**AIM OF THE EXERCISE**
Could you pull out the stretch from the very beginning of the records through the line containing "120 74 L 58", including that line, and copy each line character for character?

(Items listed in a dataset)
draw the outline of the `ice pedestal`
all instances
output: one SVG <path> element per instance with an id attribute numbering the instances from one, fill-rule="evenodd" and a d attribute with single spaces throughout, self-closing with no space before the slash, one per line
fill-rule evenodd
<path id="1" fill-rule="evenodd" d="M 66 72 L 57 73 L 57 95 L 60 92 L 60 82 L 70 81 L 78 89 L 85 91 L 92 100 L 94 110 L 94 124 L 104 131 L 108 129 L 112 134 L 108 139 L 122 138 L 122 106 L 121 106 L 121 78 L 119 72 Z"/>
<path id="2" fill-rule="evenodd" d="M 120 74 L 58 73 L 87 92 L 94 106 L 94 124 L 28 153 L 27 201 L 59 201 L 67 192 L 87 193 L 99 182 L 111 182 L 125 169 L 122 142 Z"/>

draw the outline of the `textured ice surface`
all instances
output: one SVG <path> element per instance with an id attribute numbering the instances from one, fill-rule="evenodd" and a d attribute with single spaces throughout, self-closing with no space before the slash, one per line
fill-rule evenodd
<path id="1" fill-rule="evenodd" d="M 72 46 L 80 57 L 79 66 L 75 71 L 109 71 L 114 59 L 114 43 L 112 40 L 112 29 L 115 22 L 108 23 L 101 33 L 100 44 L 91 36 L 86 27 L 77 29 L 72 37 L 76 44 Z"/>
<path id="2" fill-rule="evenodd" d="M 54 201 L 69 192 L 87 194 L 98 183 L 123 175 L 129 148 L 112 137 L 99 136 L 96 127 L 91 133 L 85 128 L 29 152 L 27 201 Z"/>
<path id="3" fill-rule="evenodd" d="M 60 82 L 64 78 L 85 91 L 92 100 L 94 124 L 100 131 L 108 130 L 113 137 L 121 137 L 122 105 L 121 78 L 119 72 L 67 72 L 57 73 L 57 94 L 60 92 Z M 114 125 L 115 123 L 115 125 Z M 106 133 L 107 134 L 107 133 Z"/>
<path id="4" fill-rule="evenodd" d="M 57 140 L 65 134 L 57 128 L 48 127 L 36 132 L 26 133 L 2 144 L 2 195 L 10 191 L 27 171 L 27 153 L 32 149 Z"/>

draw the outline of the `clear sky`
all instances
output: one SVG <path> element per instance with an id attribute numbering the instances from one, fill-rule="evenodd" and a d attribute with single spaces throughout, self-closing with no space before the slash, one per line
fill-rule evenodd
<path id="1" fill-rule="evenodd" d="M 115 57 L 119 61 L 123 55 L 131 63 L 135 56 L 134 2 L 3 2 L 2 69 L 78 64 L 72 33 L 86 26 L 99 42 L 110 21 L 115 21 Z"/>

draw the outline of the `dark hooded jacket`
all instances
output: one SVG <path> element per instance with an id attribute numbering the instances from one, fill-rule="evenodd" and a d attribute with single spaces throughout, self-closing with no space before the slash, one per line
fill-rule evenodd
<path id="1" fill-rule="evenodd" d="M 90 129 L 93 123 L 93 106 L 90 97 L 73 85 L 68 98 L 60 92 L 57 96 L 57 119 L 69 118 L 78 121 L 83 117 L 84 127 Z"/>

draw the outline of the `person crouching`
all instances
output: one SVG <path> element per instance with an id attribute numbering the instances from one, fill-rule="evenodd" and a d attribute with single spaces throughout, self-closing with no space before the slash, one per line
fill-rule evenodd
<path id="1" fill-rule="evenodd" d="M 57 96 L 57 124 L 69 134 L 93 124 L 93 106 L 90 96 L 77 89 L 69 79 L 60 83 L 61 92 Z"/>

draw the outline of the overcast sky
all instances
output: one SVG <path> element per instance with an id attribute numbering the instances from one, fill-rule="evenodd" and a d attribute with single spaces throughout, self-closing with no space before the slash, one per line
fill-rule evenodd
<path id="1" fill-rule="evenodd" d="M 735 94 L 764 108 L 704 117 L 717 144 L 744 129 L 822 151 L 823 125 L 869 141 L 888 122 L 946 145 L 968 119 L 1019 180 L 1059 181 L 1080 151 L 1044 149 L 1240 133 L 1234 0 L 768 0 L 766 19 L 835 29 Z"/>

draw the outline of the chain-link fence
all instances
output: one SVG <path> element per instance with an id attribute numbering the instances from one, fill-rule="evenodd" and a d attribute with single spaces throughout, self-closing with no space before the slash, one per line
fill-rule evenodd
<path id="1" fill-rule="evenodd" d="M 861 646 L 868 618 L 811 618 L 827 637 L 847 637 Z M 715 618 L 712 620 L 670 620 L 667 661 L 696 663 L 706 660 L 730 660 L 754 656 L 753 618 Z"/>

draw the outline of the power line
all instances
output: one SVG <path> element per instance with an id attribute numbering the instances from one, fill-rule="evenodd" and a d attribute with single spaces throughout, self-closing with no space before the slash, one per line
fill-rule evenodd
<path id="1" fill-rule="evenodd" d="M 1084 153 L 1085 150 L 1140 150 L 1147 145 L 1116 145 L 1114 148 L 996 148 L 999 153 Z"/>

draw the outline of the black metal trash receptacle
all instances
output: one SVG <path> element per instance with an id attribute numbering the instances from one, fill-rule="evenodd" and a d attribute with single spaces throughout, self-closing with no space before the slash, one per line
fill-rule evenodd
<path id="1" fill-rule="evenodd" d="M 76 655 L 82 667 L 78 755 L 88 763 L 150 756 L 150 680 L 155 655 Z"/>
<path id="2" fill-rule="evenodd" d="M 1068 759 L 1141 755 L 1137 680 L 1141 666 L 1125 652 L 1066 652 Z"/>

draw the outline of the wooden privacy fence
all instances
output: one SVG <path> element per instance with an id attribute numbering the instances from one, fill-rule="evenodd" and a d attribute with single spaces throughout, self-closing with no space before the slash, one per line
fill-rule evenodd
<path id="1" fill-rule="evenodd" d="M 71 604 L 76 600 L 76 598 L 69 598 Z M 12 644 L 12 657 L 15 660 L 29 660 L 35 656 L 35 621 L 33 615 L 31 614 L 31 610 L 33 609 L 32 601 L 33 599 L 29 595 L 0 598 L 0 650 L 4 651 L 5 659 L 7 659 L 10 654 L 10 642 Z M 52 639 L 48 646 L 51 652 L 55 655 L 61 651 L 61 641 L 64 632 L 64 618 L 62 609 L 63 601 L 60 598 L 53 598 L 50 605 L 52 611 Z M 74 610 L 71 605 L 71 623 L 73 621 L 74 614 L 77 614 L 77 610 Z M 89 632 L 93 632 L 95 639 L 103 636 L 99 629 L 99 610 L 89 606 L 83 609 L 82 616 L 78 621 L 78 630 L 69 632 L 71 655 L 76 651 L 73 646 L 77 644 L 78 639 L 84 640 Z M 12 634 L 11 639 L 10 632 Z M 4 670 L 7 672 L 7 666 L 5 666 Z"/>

**COMPLETED TASK**
draw the outline of the `ice pedestal`
all instances
output: one SVG <path> element per instance with an id attribute numbering the instances from one, fill-rule="evenodd" and a d attribute with single spaces throughout, self-closing with no space before the slash, one per line
fill-rule evenodd
<path id="1" fill-rule="evenodd" d="M 66 72 L 57 73 L 57 95 L 60 92 L 60 82 L 70 81 L 78 89 L 85 91 L 92 100 L 94 110 L 94 124 L 104 131 L 108 129 L 112 134 L 108 139 L 122 138 L 122 106 L 121 106 L 121 78 L 119 72 Z"/>
<path id="2" fill-rule="evenodd" d="M 120 74 L 58 73 L 87 92 L 94 106 L 94 124 L 28 153 L 27 201 L 59 201 L 67 192 L 87 193 L 99 182 L 111 182 L 125 169 L 122 142 Z"/>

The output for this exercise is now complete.